СУТЬ ЗАДАНИЯ ->
Ответьте на вопросы по приведенному ниже фрагменту о Короленко.
(а) Под чем, согласно фрагменту, Чехов скрывал свое негодование и отчаяние?
(б) Через что Толстой разрешал жизненные противоречия?
(в) Какие чувства, кроме гнева, названы в Короленко?

ФРАГМЕНТ ->
|---|

Сам Короленко посажен был, как в тюрьму, в огромную, хищническую, неблагоустроенную царскую Россию. Светлых впечатлений вокруг него было очень мало. Другие писатели становились желчными сатириками, скорбниками, то протестующими, то даже отчаивающимися. Иные, как Чехов, например, скрывали свое негодование и свое отчаяние под несколько напускной улыбкой равнодушия, художественно изощренного, под тихим юмором. Толстой разрешал жизненные противоречия все более исключительно через свое религиозно-нравственное учение, отнюдь так и не добиваясь внутреннего мира и продолжая кипеть и содрогаться.
Странно, что Короленко, этот человек с красивым, ясным лицом и чудесным музыкальным, кристаллическим стилем, мог сохранять такое спокойствие во всем этом аду. Равнодушен он нисколько не был. В нем нет даже напускного равнодушия Чехова. Он человек сильных страстей. При взрыве гнева вы чувствуете, что он действительно охвачен его огнем. В нем очень много подлинной любви, острой жалости, которая хватает вас за сердце, и, тем не менее, он сохранил эту душевную ясность, так гармонирующую с его наружностью, а главное, необычайную гармоничность слога.

|---|

ДАННЫЕ ->

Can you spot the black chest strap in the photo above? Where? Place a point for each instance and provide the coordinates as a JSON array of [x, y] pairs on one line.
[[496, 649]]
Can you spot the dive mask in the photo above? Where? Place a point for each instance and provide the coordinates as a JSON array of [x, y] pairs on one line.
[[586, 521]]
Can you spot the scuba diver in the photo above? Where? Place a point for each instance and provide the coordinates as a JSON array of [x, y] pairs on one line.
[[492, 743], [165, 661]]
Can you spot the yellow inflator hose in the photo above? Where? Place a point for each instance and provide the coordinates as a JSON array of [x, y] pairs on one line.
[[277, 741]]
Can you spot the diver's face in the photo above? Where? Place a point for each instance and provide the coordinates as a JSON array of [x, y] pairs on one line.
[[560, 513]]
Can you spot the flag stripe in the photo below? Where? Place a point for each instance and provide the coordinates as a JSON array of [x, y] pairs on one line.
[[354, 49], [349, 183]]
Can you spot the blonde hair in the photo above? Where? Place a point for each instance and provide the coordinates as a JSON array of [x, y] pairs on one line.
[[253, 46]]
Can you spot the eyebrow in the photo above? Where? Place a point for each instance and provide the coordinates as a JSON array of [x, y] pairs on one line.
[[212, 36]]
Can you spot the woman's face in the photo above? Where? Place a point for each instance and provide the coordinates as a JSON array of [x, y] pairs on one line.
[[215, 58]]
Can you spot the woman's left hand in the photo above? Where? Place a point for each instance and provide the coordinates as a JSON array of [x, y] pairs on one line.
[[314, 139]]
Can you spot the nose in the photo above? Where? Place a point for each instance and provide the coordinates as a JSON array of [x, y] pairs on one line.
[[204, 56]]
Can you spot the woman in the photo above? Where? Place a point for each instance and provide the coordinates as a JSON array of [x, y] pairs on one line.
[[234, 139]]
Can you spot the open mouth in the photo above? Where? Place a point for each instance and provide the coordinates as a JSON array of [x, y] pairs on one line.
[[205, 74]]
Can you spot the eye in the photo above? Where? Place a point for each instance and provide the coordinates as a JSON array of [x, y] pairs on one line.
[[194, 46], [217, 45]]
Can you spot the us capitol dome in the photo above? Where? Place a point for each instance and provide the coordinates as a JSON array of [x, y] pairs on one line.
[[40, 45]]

|---|

ОЖИДАЕМЫЙ ОТВЕТ ->
(а) Под несколько напускной улыбкой равнодушия, художественно изощренного, под тихим юмором.
(б) Через свое религиозно-нравственное учение.
(в) Подлинная любовь и острая жалость.